(Stored data entries)
- - - - - - -

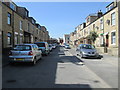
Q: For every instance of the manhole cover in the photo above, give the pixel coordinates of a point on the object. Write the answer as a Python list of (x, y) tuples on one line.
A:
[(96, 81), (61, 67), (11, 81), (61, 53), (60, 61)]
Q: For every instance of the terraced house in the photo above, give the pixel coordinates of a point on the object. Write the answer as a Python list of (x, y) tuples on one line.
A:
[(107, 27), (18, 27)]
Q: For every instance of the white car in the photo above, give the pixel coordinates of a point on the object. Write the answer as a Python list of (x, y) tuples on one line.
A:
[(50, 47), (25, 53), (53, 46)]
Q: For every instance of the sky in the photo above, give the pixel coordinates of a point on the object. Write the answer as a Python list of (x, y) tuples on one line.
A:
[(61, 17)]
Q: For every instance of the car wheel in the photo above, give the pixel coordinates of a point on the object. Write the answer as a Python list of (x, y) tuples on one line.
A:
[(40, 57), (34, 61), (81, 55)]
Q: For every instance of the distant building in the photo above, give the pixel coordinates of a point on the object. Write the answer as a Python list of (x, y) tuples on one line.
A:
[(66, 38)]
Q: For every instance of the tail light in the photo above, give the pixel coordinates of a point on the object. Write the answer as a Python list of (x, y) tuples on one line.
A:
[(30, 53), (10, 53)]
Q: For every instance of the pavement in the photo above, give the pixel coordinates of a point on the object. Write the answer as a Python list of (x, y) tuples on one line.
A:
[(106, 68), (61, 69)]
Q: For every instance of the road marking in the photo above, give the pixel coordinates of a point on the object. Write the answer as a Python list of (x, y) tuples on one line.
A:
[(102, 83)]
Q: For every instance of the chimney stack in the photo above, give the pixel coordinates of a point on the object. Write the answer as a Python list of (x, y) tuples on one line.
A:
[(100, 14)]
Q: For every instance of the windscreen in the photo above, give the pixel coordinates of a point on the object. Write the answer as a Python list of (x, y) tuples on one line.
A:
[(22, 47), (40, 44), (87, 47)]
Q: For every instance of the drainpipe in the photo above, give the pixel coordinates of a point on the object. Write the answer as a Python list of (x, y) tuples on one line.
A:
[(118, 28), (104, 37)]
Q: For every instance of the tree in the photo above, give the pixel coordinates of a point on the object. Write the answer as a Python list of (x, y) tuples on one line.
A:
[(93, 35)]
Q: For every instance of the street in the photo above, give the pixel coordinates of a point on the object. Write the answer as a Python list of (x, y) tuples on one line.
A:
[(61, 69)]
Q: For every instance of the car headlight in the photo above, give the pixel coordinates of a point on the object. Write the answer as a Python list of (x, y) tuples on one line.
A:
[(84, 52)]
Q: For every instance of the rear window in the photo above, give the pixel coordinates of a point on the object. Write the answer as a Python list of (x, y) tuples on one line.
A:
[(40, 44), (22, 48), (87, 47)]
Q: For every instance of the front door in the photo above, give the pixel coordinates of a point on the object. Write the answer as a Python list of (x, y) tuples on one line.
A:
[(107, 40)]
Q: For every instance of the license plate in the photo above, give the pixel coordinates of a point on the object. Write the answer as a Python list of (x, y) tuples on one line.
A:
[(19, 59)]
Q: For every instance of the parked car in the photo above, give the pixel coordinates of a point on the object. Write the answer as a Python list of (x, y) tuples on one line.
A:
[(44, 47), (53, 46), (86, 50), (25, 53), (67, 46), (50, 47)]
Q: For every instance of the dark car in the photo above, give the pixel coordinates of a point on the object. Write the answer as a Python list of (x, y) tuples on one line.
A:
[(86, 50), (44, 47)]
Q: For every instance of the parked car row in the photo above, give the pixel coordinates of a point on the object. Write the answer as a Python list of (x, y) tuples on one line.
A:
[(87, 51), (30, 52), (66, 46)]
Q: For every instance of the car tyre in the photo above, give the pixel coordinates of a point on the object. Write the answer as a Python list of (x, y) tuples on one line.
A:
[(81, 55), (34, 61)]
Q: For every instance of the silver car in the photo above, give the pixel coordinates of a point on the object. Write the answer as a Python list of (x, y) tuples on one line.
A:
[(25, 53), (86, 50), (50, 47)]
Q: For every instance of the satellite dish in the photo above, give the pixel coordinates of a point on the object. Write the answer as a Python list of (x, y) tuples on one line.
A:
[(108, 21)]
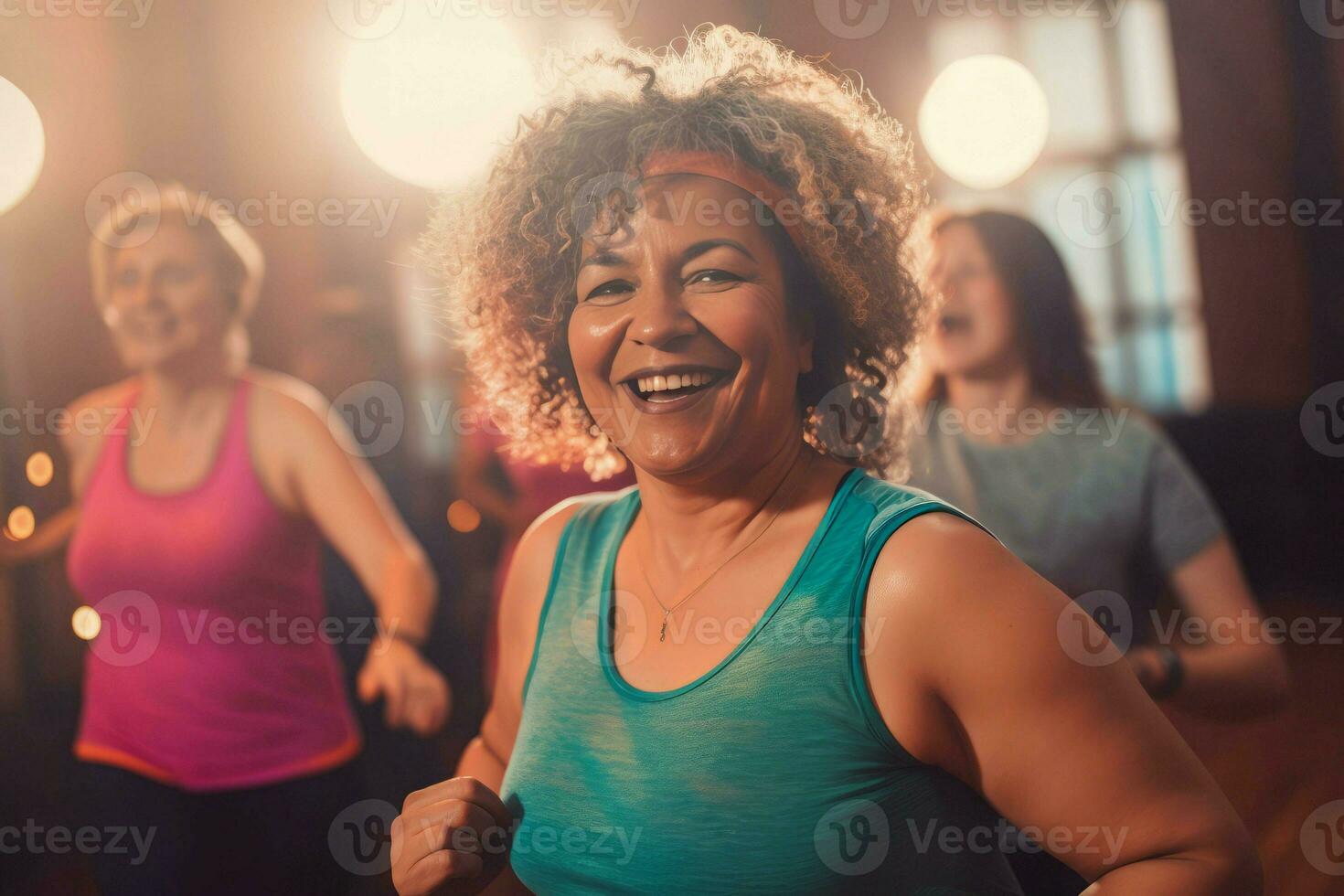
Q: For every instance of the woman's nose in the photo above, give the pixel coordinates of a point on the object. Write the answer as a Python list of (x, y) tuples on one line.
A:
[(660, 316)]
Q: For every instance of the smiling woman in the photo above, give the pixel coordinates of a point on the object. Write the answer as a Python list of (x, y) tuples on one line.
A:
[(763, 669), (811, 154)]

- - - - - - -

■ TO DO
Check each line of the entries, and copy the ones that contain "parked".

■ WRITTEN RESPONSE
Q: For every instance of the parked car in the photo above, give the pixel coordinates of a point on the object. Write the answer as a Python list of (x, y) tuples on one line.
Q: For every instance of the parked car row in the photo above, give the pixel coordinates of a point on the object. Write the answer as a Python list of (x, y) tuples on one line.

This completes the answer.